- Theatrical release poster
- Directed by: Joseph H. Lewis
- Screenplay by: Kenneth Gamet
- Story by: Brad Ward
- Based on: The Marshal of Medicine Bend 1953 novel by Brad Ward
- Produced by: Harry Joe Brown
- Starring: Randolph Scott; Angela Lansbury;
- Cinematography: Ray Rennahan
- Edited by: Gene Havlick
- Music by: Paul Sawtell
- Production company: Columbia Pictures
- Distributed by: Columbia Pictures
- Release date: December 15, 1955 (USA);
- Running time: 78 minutes
- Country: United States
- Language: English

= A Lawless Street =

1955 film by Joseph H. Lewis

A Lawless Street is a 1955 American Western film directed by Joseph H. Lewis and starring Randolph Scott and Angela Lansbury. The film is also known as The Marshal of Medicine Bend in the United States, the name of Brad Ward's 1953 novel that the film was based on.

==Plot==
The marshal of Medicine Bend, Calem Ware (Randolph Scott), tries to keep peace in a lawless town while trying to prevent himself from being killed. The arrival of a show troupe re-unites the marshal with someone from his past, leading to a showdown with his would-be killers and his old flame, Tally Dickenson (Angela Lansbury).

■ **Problem statement**
Continue the article about the film A Lawless Street above, picking up after its plot summary.

■ **Source data**
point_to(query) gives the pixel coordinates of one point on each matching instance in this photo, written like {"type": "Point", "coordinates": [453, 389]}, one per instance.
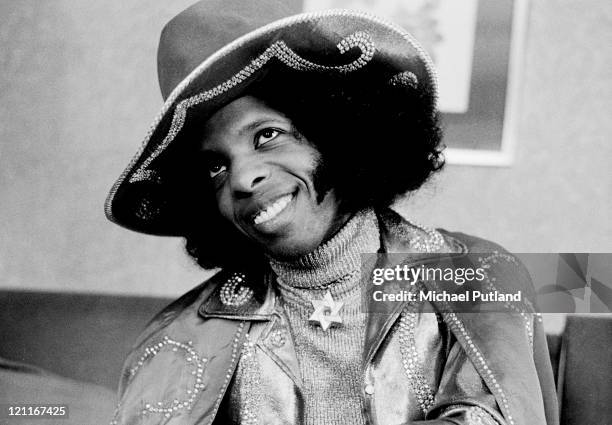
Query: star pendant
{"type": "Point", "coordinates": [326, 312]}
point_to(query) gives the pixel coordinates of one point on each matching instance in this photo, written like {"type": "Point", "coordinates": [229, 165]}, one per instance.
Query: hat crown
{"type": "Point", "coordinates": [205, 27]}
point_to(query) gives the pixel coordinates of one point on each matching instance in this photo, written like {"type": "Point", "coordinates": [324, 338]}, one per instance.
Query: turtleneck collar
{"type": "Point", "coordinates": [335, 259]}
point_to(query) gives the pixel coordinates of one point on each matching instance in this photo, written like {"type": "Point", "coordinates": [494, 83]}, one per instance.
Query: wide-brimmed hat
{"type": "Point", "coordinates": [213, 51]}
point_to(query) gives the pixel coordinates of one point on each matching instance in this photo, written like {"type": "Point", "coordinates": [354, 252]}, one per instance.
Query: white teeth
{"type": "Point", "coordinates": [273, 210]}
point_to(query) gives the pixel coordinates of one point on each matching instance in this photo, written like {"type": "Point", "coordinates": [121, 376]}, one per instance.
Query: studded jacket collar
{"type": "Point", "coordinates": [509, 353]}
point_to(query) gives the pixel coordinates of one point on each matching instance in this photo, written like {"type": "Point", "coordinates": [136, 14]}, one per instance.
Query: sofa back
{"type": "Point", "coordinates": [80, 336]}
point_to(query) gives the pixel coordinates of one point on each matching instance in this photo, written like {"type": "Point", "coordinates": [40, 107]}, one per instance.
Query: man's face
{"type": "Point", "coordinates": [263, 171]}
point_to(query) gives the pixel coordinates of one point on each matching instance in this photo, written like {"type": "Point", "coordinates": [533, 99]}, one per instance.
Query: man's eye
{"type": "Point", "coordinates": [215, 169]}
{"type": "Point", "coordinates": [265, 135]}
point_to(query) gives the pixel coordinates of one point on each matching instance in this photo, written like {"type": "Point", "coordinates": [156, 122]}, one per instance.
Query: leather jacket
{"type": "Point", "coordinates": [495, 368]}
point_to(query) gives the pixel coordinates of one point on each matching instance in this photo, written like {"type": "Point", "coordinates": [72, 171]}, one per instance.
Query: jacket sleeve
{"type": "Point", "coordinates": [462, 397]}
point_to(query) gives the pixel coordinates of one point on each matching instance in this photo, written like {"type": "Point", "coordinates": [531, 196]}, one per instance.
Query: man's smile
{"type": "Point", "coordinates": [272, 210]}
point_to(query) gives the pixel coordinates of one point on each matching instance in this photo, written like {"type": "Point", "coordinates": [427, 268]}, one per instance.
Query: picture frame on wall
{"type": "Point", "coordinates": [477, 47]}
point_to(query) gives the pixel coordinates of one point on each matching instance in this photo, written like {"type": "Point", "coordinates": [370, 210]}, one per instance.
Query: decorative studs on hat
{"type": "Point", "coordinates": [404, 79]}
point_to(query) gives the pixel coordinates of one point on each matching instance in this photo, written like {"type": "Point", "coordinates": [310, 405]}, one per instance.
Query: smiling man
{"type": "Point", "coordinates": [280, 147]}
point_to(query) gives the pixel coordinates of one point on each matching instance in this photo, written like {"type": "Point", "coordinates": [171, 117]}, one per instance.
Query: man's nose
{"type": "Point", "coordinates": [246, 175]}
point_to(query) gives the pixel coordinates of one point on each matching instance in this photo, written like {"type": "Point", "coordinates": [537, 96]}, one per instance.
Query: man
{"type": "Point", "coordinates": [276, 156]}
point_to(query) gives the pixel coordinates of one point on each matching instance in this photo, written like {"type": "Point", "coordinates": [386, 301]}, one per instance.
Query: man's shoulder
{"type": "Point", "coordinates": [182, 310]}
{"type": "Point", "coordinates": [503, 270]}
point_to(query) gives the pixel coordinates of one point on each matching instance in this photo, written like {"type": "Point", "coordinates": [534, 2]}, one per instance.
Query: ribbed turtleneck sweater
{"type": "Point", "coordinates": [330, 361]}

■ **Exercise response**
A secret conspiracy to oust the marshal exists between saloon owner Cody Clark (John Emery) and Hamer Thorne (Warner Anderson), owner of the music hall where Tally is appearing. Thorne fancies himself a ladies' man and is playing several women at once—Tally and Cora Dean (Jean Parker), the lonely, middle-aged wife of a wealthy rancher Asaph Dean (James Bell) who is a Ware ally.

Marshal Ware gets into a brutal fistfight with Dooley (Don Megowan), the brother of a man the marshal killed in self-defense. Dooley is impressed enough by the beating he took that he also becomes the marshal's ally.

Clark and Thorne resort to bringing in a hired gun, Harley Baskam (Michael Pate) to kill Ware. Ware loses a gunfight to Baskam, but he is only unconscious from a bullet that creased his head. Ware's friends keep him concealed in the town jail until he is recovered enough to fight back.

The town goes through a brief period of lawlessness, but Cora discovers Thorne's true nature and offers to turn state's evidence. When Ware is recovered, he makes quick work of Baskam in a second showdown.

Thorne accidentally kills Clark when he hears a doorknob rattle and assumes Ware is on the other side of the door. A posse catches up with Thorne.

With the town cleaned up for good, Ware resigns as marshal and leaves town to renew his relationship with his long-secret wife, Tally, who now understands better about Ware's devotion to duty.